:: Texto fuente ::
┄┄┄┄┄┄┄┄┄┄

En la Fiesta de Santiago Apóstol 2018, este 25 de julio, Monseñor Ubaldo Santana Sequera, Administrador apostólico de Maracaibo, con una Eucaristía de Acción de Gracias, se despidió del pueblo zuliano como padre y pastor

Homilía completa

Muy amados hermanos en Cristo Jesús,

Me causa una particular alegría que esta misa de acción de gracias coincida con la fiesta del apóstol Santiago, uno de los 12 apóstoles de Nuestro Señor, a los cuales estoy directamente vinculado por la sucesión apostólica.  En estos veintiocho años de vida episcopal me he sentido particularmente protegido por la Virgen María, por mi santo patrono obispo de Gubbio y por santos obispos. Vuelvo mis ojos con particularmente agradecimiento a uno de ellos, al Papa San Juan Pablo II, quien me llamó al episcopado en 1990, me designó como obispo de Ciudad Guayana en 1991 y arzobispo de Maracaibo en el 2000.

Provengo de una familia numerosa, profundamente cristiana, pobre y sencilla, con padres y hermanos ejemplares. Fui ordenado sacerdote en 1968 en la catedral de Caracas por el Cardenal José Humberto Quintero, ilustre y docto pastor de grata y admirada memoria. Recibí la ordenación episcopal, junto con mis hermanos Diego Padrón y Mario Moronta, en la catedral de Caracas, de manos del Cardenal José Alí Lebrún, quien se inició en el episcopado como administrador apostólico de Maracaibo y fue para mí un maestro, un padre, un amigo y un pastor ejemplar. Fueron obispos co-consagrantes el Siervo de Dios Mons. Miguel Antonio Salas y Mons. Domingo Roa Pérez. En Ciudad Guayana, tuve la dicha y el privilegio de iniciarme como obispo residencial, teniendo a mi lado, en Ciudad Bolívar, como consejero sabio y hermano cercano, a un obispo zuliano de excepción: Mons. Luis Medardo Luzardo Romero quien hoy precisamente está celebrando en su retiro 46 años de vida episcopal.

Bendigo al Señor por haber tenido a mi lado dos excelentes obispos auxiliares, en las personas de Mons. Oswaldo Azuaje ocd y Mons. Ángel Caraballo. Agradezco al Señor por los vicarios generales y episcopales que me acompañaron con competencia, lealtad y fidelidad a lo largo de estos años. Dios les premie a todos tanta abnegada bondad y paciencia para conmigo. He tenido la gracia de ordenar tres obispos, más de cincuenta sacerdotes, de formar, ordenar y contar a mi lado con próvidos colaboradores diáconos permanentes.

┄┄┄┄┄┄┄┄┄┄

:: Elementos para identificar ubicaciones ::
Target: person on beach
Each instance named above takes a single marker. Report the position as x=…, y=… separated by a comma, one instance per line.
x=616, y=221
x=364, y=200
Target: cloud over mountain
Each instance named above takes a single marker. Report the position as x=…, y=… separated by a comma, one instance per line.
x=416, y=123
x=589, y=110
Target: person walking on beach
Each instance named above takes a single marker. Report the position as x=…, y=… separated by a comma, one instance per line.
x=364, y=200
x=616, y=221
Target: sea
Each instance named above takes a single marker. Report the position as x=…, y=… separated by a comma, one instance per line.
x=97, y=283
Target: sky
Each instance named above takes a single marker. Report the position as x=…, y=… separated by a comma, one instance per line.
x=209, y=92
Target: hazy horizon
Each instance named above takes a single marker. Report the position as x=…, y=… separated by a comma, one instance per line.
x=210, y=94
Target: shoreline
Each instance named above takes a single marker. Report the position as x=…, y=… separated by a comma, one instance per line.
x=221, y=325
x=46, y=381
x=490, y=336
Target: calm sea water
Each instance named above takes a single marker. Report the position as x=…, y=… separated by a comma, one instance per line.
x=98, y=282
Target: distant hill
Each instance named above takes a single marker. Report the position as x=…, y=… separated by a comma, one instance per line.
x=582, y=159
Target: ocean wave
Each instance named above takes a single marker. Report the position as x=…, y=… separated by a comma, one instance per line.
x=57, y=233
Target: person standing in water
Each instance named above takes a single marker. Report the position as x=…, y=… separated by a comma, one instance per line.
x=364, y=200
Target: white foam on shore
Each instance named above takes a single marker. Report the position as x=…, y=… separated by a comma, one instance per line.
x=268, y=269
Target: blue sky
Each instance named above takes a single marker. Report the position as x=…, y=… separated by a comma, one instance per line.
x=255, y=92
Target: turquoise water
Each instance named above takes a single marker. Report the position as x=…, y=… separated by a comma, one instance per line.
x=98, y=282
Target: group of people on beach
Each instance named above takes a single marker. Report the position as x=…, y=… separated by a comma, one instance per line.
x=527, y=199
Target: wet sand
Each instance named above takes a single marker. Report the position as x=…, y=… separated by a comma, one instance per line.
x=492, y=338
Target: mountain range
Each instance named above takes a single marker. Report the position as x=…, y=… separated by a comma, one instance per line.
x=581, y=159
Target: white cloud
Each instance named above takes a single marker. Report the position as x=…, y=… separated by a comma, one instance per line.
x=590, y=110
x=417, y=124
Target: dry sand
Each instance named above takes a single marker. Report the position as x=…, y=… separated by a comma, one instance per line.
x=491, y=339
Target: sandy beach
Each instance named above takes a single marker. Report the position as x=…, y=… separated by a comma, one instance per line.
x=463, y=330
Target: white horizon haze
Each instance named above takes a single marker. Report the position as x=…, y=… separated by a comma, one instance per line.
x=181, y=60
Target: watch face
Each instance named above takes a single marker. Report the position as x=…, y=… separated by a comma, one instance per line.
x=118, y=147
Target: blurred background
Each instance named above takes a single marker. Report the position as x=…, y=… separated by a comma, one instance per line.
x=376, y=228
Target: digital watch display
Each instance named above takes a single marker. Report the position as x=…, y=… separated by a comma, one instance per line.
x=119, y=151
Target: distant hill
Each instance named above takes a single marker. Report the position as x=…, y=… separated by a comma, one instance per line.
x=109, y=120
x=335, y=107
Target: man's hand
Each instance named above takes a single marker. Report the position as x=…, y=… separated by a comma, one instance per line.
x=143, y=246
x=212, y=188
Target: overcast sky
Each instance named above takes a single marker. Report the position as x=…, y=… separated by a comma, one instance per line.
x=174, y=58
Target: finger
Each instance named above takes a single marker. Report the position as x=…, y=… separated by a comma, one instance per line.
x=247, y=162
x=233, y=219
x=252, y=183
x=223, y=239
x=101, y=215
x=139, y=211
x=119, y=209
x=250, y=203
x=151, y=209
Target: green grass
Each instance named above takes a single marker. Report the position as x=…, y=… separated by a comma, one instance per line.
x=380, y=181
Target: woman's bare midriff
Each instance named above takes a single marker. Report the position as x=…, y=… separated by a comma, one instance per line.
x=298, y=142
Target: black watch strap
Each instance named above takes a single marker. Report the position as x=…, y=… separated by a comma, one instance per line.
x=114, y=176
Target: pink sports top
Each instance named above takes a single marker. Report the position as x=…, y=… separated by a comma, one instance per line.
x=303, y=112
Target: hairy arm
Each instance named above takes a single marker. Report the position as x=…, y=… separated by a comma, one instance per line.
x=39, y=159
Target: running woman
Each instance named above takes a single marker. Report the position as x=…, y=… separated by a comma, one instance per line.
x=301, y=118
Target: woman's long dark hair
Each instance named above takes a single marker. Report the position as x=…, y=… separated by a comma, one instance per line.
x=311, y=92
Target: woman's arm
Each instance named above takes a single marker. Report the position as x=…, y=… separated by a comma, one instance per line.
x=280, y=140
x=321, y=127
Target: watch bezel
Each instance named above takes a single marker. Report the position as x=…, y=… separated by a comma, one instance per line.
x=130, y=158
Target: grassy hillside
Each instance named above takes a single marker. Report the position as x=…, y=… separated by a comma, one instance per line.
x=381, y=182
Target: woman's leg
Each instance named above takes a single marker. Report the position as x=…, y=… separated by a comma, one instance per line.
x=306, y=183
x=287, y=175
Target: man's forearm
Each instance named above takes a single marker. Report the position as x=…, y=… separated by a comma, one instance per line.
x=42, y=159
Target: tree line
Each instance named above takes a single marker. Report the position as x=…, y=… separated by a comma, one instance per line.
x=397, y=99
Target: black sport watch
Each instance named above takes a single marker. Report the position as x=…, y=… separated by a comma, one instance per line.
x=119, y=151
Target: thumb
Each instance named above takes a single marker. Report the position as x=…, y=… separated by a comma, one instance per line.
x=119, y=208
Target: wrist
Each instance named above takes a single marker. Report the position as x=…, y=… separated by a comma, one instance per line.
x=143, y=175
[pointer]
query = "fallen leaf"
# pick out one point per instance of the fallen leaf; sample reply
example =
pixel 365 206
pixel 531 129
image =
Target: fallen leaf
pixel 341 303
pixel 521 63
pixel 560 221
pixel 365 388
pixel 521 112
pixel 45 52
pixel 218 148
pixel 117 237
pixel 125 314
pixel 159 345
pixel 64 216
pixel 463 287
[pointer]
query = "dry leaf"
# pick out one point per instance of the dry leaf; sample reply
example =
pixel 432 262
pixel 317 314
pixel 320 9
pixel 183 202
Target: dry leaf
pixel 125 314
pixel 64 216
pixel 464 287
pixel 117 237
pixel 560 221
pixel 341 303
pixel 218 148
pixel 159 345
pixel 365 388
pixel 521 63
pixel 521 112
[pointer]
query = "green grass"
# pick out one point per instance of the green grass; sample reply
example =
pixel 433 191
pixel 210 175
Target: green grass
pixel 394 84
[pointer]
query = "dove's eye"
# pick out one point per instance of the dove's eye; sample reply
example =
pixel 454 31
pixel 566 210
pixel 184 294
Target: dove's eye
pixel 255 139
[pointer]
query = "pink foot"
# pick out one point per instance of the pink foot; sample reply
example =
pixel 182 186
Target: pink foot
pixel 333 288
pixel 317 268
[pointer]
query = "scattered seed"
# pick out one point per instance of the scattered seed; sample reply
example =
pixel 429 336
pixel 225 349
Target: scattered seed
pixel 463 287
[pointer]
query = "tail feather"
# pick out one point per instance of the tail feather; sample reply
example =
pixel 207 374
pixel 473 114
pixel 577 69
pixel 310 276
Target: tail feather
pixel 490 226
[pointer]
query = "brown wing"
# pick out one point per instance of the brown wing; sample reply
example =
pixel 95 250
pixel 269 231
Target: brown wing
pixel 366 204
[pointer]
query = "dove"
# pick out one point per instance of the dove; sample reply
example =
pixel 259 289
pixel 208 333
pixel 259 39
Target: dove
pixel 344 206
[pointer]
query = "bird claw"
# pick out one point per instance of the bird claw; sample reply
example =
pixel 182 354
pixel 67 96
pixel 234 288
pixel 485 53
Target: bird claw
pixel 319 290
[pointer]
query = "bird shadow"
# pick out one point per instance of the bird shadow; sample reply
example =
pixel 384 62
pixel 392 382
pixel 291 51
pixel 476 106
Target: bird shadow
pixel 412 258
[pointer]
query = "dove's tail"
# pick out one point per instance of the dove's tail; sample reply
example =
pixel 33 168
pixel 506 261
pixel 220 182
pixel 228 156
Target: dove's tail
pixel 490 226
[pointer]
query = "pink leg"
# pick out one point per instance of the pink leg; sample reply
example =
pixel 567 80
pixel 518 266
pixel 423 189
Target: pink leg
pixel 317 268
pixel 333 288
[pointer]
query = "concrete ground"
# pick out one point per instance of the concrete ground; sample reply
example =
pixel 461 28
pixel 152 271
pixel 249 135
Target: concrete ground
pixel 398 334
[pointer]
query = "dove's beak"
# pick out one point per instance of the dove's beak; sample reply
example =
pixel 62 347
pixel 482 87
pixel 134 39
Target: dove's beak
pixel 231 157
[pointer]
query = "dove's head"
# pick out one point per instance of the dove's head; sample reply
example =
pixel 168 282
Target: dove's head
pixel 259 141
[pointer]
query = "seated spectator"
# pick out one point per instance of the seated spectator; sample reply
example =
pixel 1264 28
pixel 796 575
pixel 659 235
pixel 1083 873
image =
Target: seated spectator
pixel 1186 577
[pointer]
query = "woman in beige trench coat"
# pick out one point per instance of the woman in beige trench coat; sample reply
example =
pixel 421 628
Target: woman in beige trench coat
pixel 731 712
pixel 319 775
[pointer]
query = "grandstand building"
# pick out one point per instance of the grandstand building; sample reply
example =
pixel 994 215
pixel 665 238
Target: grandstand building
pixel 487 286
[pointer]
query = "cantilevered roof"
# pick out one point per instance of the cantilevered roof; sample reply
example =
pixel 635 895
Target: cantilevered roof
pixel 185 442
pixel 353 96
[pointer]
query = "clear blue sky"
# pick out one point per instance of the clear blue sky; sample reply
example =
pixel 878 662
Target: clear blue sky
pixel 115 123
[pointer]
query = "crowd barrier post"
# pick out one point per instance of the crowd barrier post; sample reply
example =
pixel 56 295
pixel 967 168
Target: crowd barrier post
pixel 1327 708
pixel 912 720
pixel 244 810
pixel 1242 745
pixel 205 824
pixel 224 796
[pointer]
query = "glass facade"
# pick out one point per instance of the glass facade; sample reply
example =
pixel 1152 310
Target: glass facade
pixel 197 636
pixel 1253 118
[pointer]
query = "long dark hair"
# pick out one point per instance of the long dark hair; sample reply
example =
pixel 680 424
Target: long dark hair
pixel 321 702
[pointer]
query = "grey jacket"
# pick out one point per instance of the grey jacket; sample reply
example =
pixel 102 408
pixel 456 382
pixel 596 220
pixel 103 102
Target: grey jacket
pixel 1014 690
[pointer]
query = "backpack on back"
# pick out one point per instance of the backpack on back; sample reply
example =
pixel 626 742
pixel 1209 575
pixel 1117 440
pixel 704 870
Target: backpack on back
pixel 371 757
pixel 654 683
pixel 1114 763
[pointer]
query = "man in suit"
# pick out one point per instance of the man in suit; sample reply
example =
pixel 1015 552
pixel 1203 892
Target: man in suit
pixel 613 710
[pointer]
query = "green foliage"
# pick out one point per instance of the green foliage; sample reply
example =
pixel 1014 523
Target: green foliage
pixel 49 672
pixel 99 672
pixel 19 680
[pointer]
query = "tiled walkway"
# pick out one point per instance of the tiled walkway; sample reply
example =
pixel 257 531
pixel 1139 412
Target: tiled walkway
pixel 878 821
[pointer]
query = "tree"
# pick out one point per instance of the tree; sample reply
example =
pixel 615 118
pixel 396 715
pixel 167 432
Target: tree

┄┄┄┄┄┄┄┄┄┄

:: Consignas ::
1 - Responde con datos de la homilía:
(a) ¿En qué año y en qué catedral fue ordenado sacerdote quien pronuncia la homilía?
(b) ¿Quién lo nombró arzobispo de Maracaibo y en qué año?
(c) ¿Cuántos obispos dice haber ordenado?
2 - Transcribe de la homilía el fragmento que empieza en las palabras "Me causa una" y termina después de "en el 2000.".

:: Respuestas por consigna ::
1 -
(a) En 1968, en la catedral de Caracas.
(b) El Papa San Juan Pablo II, en el 2000.
(c) Tres.

2 -
Me causa una particular alegría que esta misa de acción de gracias coincida con la fiesta del apóstol Santiago, uno de los 12 apóstoles de Nuestro Señor, a los cuales estoy directamente vinculado por la sucesión apostólica.  En estos veintiocho años de vida episcopal me he sentido particularmente protegido por la Virgen María, por mi santo patrono obispo de Gubbio y por santos obispos. Vuelvo mis ojos con particularmente agradecimiento a uno de ellos, al Papa San Juan Pablo II, quien me llamó al episcopado en 1990, me designó como obispo de Ciudad Guayana en 1991 y arzobispo de Maracaibo en el 2000.